* _PROMPT_:
Write out, exactly as they appear, only the lines running from the line with "Box stone arch." to the final line of the listing; include both.

* _DATASET EXCERPTS_:

□ □ □ □ □

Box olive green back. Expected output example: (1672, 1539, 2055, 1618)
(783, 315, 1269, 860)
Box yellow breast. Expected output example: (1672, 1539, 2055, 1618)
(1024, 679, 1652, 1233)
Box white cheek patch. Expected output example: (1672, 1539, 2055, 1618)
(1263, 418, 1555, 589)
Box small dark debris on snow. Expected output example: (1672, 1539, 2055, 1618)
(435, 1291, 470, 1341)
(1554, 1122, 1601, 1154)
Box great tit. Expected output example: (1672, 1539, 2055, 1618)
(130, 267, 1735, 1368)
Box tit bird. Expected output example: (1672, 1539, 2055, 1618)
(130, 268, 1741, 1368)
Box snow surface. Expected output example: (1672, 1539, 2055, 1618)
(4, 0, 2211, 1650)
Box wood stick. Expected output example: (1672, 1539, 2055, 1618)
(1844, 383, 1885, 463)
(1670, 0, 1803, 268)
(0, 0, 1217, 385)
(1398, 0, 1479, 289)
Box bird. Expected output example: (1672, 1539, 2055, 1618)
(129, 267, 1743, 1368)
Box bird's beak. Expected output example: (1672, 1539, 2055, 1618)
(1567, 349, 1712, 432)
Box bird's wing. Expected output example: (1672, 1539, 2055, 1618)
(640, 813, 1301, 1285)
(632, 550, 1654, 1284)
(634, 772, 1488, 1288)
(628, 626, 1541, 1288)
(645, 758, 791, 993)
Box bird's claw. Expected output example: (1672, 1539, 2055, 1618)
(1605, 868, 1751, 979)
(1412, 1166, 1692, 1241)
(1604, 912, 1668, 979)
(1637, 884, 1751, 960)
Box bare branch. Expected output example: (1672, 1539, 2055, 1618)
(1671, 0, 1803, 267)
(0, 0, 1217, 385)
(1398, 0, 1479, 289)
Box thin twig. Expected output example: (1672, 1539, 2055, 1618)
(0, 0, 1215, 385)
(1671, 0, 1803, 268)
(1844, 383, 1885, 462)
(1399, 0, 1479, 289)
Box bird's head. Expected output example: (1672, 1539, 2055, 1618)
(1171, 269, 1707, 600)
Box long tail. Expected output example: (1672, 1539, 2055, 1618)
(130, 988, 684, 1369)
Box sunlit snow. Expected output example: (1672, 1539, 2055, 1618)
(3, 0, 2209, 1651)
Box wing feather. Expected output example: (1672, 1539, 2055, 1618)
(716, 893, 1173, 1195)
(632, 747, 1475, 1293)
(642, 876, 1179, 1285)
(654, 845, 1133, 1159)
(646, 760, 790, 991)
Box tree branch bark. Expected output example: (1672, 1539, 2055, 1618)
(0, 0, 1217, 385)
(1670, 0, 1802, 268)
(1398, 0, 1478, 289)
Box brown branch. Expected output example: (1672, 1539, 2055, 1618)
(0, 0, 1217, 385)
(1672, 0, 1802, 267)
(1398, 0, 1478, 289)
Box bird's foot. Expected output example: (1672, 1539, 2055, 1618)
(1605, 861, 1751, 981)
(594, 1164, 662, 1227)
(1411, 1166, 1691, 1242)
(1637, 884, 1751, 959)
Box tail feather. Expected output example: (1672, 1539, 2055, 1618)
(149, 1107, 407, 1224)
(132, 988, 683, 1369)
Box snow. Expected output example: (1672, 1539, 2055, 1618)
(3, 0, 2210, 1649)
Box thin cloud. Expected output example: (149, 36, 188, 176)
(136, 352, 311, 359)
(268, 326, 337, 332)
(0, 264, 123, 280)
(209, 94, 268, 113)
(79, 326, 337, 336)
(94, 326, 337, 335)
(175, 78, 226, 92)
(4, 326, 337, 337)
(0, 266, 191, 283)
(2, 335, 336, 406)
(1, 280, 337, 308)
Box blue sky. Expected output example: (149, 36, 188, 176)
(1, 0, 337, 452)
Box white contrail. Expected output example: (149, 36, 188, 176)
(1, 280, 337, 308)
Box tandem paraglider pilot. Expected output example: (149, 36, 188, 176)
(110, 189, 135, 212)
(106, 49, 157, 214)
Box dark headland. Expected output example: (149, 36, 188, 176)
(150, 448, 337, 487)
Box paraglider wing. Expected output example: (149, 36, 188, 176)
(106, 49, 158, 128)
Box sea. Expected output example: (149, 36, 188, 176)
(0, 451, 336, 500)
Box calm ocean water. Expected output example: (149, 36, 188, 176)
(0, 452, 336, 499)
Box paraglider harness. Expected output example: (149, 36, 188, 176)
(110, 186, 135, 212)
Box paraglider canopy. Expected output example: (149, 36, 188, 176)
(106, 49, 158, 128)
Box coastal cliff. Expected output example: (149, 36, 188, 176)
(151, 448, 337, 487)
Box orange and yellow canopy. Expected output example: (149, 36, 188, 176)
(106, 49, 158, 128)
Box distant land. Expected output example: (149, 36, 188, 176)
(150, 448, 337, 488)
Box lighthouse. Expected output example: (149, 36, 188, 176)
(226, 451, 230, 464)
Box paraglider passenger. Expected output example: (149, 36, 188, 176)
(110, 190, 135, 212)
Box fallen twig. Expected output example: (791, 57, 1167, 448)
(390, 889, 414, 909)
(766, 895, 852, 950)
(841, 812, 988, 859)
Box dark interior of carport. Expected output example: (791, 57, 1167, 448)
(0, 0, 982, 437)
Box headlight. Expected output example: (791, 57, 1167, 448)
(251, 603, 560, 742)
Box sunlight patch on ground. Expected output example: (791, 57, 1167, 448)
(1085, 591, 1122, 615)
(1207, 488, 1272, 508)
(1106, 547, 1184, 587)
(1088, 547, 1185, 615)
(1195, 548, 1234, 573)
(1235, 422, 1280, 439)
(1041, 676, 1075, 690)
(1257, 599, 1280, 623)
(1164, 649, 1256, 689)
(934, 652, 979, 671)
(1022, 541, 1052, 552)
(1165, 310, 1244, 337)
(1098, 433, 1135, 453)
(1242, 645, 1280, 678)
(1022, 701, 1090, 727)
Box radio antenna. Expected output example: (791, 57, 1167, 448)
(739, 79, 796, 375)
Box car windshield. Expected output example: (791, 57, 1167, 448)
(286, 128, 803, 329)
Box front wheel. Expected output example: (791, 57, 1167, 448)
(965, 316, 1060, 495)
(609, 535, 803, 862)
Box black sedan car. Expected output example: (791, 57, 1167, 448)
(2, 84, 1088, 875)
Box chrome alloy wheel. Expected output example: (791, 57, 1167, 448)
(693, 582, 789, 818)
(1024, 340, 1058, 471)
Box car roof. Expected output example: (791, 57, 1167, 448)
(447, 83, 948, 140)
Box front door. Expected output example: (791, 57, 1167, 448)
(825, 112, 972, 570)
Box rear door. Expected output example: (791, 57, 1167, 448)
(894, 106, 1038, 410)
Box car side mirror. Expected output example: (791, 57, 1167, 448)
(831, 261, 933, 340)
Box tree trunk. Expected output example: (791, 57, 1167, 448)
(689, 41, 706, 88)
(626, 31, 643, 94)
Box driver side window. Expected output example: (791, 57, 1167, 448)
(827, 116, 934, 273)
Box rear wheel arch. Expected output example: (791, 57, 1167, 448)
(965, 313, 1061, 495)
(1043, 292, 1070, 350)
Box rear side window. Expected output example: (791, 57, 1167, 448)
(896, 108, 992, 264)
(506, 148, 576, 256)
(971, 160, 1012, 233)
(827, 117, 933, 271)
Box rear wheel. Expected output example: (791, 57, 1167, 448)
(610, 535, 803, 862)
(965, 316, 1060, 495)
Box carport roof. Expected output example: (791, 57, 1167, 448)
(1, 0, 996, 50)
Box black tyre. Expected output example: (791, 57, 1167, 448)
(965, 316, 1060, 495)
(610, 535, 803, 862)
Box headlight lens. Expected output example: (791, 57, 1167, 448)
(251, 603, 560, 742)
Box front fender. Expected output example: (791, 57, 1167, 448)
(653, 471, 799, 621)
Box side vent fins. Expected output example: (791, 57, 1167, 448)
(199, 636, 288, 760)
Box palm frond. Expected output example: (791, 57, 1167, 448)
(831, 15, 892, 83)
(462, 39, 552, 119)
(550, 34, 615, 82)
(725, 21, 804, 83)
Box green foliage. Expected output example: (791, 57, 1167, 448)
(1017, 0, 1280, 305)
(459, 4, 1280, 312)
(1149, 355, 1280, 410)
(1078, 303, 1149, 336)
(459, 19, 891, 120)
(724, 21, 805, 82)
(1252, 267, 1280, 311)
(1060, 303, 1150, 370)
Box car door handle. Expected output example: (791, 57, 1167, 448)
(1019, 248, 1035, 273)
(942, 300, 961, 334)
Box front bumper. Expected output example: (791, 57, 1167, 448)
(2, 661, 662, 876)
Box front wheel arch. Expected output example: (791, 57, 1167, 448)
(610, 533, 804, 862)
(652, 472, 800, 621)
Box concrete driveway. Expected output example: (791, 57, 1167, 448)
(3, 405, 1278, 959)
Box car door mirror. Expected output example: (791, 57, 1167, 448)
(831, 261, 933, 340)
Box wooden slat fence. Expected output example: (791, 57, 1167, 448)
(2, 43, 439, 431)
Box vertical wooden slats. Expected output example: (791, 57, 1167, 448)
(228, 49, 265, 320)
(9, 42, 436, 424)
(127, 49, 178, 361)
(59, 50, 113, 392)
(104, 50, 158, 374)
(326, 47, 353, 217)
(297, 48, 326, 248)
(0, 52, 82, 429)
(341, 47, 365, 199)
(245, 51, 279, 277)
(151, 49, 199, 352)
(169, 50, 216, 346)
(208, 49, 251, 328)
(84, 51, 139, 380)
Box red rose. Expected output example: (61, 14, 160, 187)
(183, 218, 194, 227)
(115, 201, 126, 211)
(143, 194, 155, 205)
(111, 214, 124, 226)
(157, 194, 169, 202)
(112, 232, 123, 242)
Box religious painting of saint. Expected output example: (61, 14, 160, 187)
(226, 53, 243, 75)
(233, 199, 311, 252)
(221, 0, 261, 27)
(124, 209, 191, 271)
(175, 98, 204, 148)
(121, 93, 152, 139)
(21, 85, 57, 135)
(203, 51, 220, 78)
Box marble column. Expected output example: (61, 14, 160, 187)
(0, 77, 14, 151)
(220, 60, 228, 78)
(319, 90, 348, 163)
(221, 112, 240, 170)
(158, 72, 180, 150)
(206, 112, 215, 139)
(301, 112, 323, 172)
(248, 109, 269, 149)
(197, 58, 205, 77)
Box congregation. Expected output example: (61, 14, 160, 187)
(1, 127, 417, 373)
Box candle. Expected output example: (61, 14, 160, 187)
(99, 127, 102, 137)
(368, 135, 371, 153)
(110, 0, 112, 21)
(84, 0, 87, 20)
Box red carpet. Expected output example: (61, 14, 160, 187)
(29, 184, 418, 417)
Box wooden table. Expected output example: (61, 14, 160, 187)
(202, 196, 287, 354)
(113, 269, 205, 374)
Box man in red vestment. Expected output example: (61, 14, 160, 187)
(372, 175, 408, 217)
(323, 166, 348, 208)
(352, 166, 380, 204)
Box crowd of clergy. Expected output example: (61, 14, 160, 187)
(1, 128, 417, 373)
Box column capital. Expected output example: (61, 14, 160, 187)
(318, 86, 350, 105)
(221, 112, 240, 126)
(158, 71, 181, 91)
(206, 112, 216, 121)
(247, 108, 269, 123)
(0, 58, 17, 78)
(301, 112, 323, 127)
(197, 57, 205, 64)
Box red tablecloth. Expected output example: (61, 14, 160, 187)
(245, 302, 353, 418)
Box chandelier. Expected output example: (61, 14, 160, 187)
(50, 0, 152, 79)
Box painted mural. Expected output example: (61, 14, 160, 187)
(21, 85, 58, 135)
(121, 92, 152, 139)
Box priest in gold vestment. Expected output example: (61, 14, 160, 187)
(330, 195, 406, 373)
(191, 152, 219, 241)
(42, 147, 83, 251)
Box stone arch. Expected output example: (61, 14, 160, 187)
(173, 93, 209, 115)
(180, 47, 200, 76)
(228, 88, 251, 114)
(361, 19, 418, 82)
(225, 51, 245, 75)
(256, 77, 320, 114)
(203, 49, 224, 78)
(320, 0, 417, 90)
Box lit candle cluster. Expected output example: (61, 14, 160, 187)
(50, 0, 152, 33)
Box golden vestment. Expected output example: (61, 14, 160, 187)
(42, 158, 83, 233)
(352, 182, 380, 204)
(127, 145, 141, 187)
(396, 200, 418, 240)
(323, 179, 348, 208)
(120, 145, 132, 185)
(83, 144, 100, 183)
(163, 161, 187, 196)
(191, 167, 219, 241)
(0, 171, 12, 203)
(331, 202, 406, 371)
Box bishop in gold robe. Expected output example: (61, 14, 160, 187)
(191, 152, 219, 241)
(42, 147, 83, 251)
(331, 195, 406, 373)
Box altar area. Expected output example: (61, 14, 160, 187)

□ □ □ □ □

* _YOUR RESPONSE_:
Box stone arch. Expected output example: (61, 14, 160, 187)
(173, 93, 209, 115)
(180, 47, 200, 76)
(228, 88, 251, 114)
(361, 19, 418, 82)
(225, 51, 245, 75)
(256, 77, 320, 114)
(203, 49, 224, 78)
(320, 0, 417, 90)
Box lit candle cluster. Expected output example: (61, 14, 160, 187)
(50, 0, 152, 33)
Box golden vestment. Expected output example: (61, 14, 160, 187)
(42, 158, 83, 233)
(352, 182, 380, 204)
(127, 145, 141, 187)
(396, 200, 418, 240)
(323, 179, 348, 208)
(120, 145, 132, 185)
(83, 144, 100, 183)
(163, 161, 187, 196)
(191, 167, 219, 241)
(0, 171, 12, 203)
(331, 202, 406, 371)
Box bishop in gold robe. Expected output example: (61, 14, 160, 187)
(191, 152, 219, 241)
(42, 147, 83, 251)
(331, 195, 406, 373)
Box altar area. Expected output example: (61, 14, 160, 187)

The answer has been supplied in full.